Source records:

********

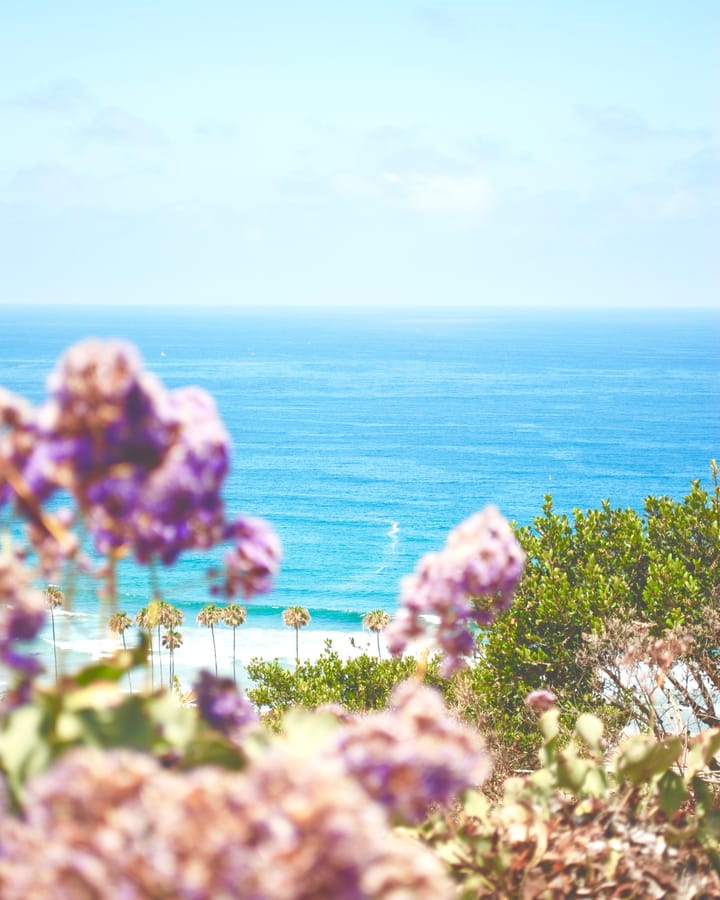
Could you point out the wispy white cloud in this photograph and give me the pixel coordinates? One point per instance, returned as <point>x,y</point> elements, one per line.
<point>64,96</point>
<point>118,126</point>
<point>45,185</point>
<point>439,20</point>
<point>623,124</point>
<point>217,130</point>
<point>438,193</point>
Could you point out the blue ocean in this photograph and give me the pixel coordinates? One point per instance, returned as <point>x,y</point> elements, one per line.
<point>364,437</point>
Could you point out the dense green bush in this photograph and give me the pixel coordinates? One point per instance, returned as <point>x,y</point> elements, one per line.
<point>358,684</point>
<point>594,585</point>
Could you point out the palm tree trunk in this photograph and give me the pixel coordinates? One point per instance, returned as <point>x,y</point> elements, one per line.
<point>122,635</point>
<point>234,672</point>
<point>159,656</point>
<point>152,663</point>
<point>52,619</point>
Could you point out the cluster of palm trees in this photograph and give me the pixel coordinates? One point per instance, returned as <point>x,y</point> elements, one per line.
<point>161,615</point>
<point>232,615</point>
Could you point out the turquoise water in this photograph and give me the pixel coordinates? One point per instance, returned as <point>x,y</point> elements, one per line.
<point>365,438</point>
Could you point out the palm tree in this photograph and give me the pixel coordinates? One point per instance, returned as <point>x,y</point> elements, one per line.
<point>119,624</point>
<point>172,639</point>
<point>234,615</point>
<point>146,619</point>
<point>296,617</point>
<point>53,597</point>
<point>209,616</point>
<point>376,621</point>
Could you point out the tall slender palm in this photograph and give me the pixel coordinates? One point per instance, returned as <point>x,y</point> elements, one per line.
<point>376,621</point>
<point>208,617</point>
<point>234,615</point>
<point>296,617</point>
<point>146,620</point>
<point>172,640</point>
<point>54,597</point>
<point>119,624</point>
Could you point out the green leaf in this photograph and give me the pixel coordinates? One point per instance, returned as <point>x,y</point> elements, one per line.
<point>590,729</point>
<point>641,758</point>
<point>672,791</point>
<point>702,748</point>
<point>476,804</point>
<point>24,752</point>
<point>549,724</point>
<point>572,771</point>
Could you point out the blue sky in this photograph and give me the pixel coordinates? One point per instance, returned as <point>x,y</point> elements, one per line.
<point>379,154</point>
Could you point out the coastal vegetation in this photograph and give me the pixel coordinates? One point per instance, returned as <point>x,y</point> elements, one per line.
<point>557,738</point>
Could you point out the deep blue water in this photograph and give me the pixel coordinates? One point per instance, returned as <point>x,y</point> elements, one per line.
<point>345,424</point>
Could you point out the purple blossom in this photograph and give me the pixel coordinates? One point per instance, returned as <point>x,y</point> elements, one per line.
<point>254,560</point>
<point>414,754</point>
<point>223,706</point>
<point>288,827</point>
<point>469,582</point>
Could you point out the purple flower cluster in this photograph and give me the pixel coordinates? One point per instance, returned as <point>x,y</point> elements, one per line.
<point>253,561</point>
<point>115,824</point>
<point>471,580</point>
<point>145,466</point>
<point>223,706</point>
<point>22,614</point>
<point>414,754</point>
<point>24,478</point>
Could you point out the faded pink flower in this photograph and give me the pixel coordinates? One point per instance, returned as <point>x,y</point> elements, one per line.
<point>470,581</point>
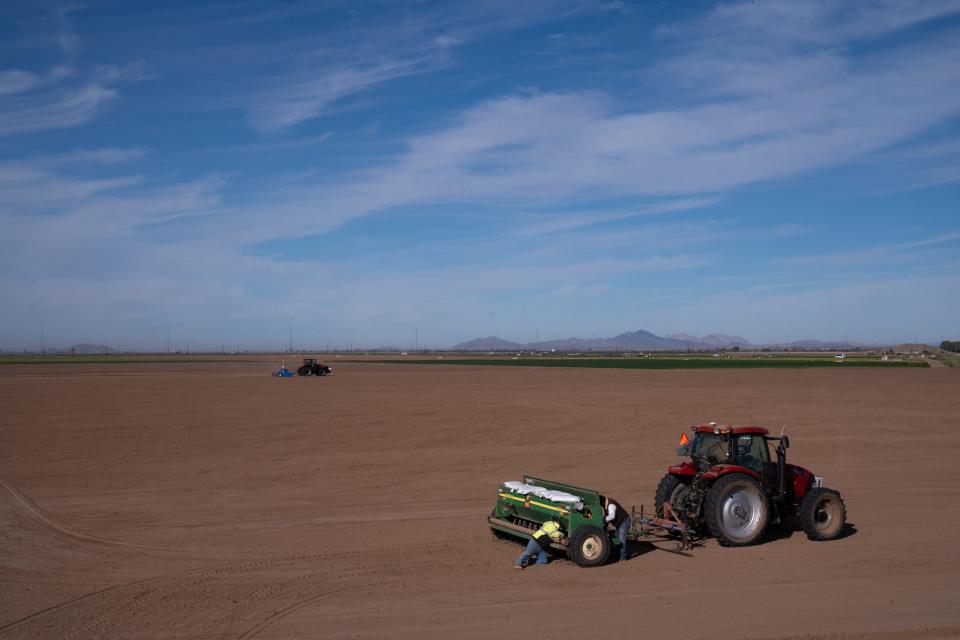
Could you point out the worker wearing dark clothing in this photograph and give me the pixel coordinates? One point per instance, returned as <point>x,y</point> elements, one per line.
<point>540,543</point>
<point>619,518</point>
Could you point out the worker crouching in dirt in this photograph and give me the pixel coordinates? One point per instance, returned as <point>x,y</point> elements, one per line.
<point>620,519</point>
<point>539,544</point>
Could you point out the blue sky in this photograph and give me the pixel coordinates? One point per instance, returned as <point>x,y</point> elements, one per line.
<point>364,173</point>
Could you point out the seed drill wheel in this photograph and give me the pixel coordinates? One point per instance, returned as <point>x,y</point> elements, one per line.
<point>497,534</point>
<point>823,514</point>
<point>589,546</point>
<point>736,510</point>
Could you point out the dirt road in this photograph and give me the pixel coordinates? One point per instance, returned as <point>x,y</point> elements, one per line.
<point>213,501</point>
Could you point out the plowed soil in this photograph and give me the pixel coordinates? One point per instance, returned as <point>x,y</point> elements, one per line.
<point>213,501</point>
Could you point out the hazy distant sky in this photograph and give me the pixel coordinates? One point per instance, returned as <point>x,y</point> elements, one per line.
<point>363,173</point>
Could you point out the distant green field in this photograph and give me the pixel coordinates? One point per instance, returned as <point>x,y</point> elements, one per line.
<point>668,362</point>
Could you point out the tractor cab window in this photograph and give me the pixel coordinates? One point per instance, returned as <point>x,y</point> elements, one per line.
<point>710,447</point>
<point>752,453</point>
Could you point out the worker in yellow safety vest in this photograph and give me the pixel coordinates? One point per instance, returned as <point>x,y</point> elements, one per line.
<point>549,532</point>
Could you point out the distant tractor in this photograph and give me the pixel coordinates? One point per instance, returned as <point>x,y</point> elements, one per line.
<point>313,367</point>
<point>732,489</point>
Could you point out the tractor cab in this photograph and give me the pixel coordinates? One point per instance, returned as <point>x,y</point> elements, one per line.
<point>746,447</point>
<point>731,487</point>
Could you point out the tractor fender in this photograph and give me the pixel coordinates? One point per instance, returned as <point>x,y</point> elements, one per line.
<point>802,480</point>
<point>721,470</point>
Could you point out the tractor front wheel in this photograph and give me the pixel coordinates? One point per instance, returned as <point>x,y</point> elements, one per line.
<point>589,546</point>
<point>736,510</point>
<point>823,514</point>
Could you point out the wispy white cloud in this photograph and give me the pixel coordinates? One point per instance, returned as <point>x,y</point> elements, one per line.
<point>879,254</point>
<point>35,108</point>
<point>382,52</point>
<point>306,98</point>
<point>567,222</point>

********

Return the entries verbatim, pictures excluded.

▸ **Written reply**:
Could you point out the wispy white cloud in this photograph and give me the pixel coordinates? One point per instance, returned as <point>x,y</point> elements, one per line.
<point>64,96</point>
<point>118,126</point>
<point>45,185</point>
<point>439,20</point>
<point>623,124</point>
<point>217,130</point>
<point>438,193</point>
Could you point out the blue ocean in this photograph and give me the pixel coordinates? One point per instance, returned as <point>x,y</point> elements, one per line.
<point>364,437</point>
Could you point out the dense green bush in this photograph and give me the pixel coordinates? One point per instance, returned as <point>x,y</point> elements, one per line.
<point>358,684</point>
<point>594,585</point>
Could you point out the palm tree trunk in this photograph and give me the pixel coordinates? One point per instance, returned as <point>x,y</point> elements, one per line.
<point>122,635</point>
<point>234,672</point>
<point>159,656</point>
<point>152,663</point>
<point>52,619</point>
Could you point out the cluster of palm trees in this photograph and give me the pixel coordinates? One point per instance, returned as <point>x,y</point> elements, one per line.
<point>161,615</point>
<point>232,615</point>
Could you point out the turquoise water in this photograph and give me the pixel coordinates? One point per instance, returned as <point>x,y</point> elements, one per line.
<point>365,438</point>
Could you point out the palm tree in this photograph and give me the pixel coordinates? One point per instance, returned as <point>x,y</point> elements, one per line.
<point>119,624</point>
<point>172,639</point>
<point>234,615</point>
<point>146,619</point>
<point>296,617</point>
<point>53,597</point>
<point>209,616</point>
<point>376,621</point>
Could you point out the tall slender palm in this photograph and give me the pixel coordinates? One point per instance, returned as <point>x,y</point> elements, one per line.
<point>376,621</point>
<point>208,617</point>
<point>234,615</point>
<point>296,617</point>
<point>146,620</point>
<point>172,640</point>
<point>54,597</point>
<point>119,624</point>
Could you point out the green leaf in this photograph and give me the pixel coordinates? One point per instance, returned as <point>x,y</point> elements, one per line.
<point>590,729</point>
<point>641,758</point>
<point>672,791</point>
<point>702,748</point>
<point>476,804</point>
<point>24,752</point>
<point>549,724</point>
<point>572,771</point>
Could you point out the blue sky in this photograph and give me the pixel coordinates? One point per instance, returned as <point>x,y</point> elements, one per line.
<point>379,154</point>
Could you point out the coastal vegetation in this photograph and give me the pixel coordinates? One point per instance, returned as <point>x,y</point> elements, one per line.
<point>557,738</point>
Could you point out the deep blue water in this photograph and give me the pixel coordinates? One point per instance, returned as <point>x,y</point> elements, one per line.
<point>345,424</point>
Could you point out the purple blossom in this photograph and give me the pixel coordinates? One point per instance, returned as <point>x,y</point> elements, one per line.
<point>254,560</point>
<point>414,754</point>
<point>223,706</point>
<point>288,827</point>
<point>469,582</point>
Could you point out the purple flower cluster in this photograph and give me the pixel coordinates? One point per instance, returned as <point>x,y</point> elements, one per line.
<point>253,561</point>
<point>115,824</point>
<point>471,580</point>
<point>145,466</point>
<point>223,706</point>
<point>22,614</point>
<point>414,754</point>
<point>24,478</point>
Could you point out the faded pink flower in this photograph and give me the pixel coordinates? One point per instance, returned as <point>x,y</point> elements, one per line.
<point>470,581</point>
Could you point out the worker wearing dark clothing in this photograph and give me the pixel coordinates? One point per instance, returned as <point>x,y</point> elements, one per line.
<point>540,543</point>
<point>619,518</point>
Could you point out the worker crouching in dirt in this photograph and give me the pixel coordinates? One point per instance, returned as <point>x,y</point> elements, one per line.
<point>620,519</point>
<point>539,544</point>
Could you point out the blue sky in this photograph and give me the pixel coordinates? One point per instance, returned as <point>x,y</point> elements, one per line.
<point>364,173</point>
Could you point out the seed drill wheel in this photograph and give me the pixel coordinates? One point per instance, returned as <point>x,y</point> elements, one per line.
<point>497,534</point>
<point>823,514</point>
<point>589,546</point>
<point>736,510</point>
Could you point out the dirt road in this photograph and give me the pixel coordinates? One point per instance, returned as <point>x,y</point> elements, one per line.
<point>213,501</point>
Could you point out the plowed soil in this photograph and give me the pixel coordinates? One point per instance, returned as <point>x,y</point> elements, one per line.
<point>213,501</point>
Could you point out the hazy distant sky in this photograph and give me the pixel coordinates? One point per instance, returned as <point>x,y</point> elements, one per line.
<point>363,173</point>
Could you point out the distant green field in this photograph and give me the pixel coordinates? One point per instance, returned as <point>x,y</point> elements, one per line.
<point>668,362</point>
Could you point out the tractor cab window in this photograph and give me the pixel coordinates? One point per instance, returned as <point>x,y</point> elements, one per line.
<point>710,447</point>
<point>752,453</point>
Could you point out the worker in yellow safety vest in this photograph and give me the pixel coordinates? One point per instance, returned as <point>x,y</point> elements, one per line.
<point>549,532</point>
Could you point out the distant tractor in this photograph and give me the pixel coordinates? One point per instance, returned as <point>x,y</point> elements, one per line.
<point>313,367</point>
<point>732,489</point>
Could you point out the tractor cab in this photograph and give me the pixel coordinates? One point per instance, returned as <point>x,y</point> elements, one per line.
<point>746,447</point>
<point>731,487</point>
Could you point out the tractor fender in this photograph and give me the pixel coordinates? One point per instance, returned as <point>x,y</point> elements, one per line.
<point>802,480</point>
<point>721,470</point>
Could you point out the tractor front wheel in this photograph and give me the pixel coordinates? One point per instance, returned as <point>x,y</point> elements, one per line.
<point>589,546</point>
<point>736,510</point>
<point>823,514</point>
Could you point out the wispy white cloud in this photograph and give me the pixel coordinates? One point per instance, returned as <point>x,y</point> elements, one per line.
<point>879,254</point>
<point>35,108</point>
<point>382,52</point>
<point>306,98</point>
<point>567,222</point>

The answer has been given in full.